======== RECORDS FOR THIS EXERCISE

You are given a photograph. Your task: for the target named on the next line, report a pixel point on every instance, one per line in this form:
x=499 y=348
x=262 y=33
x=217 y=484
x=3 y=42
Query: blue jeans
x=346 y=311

================

**TASK OBJECTIVE:** Output every line of the items above as a numbered list, omitting any blank lines.

**REPLY:**
1. You are given a photograph. Your task: for the target named on the next line, report a pixel point on every instance, one per line in this form:
2. x=499 y=348
3. x=262 y=33
4. x=217 y=484
5. x=3 y=42
6. Query: blue jeans
7. x=346 y=311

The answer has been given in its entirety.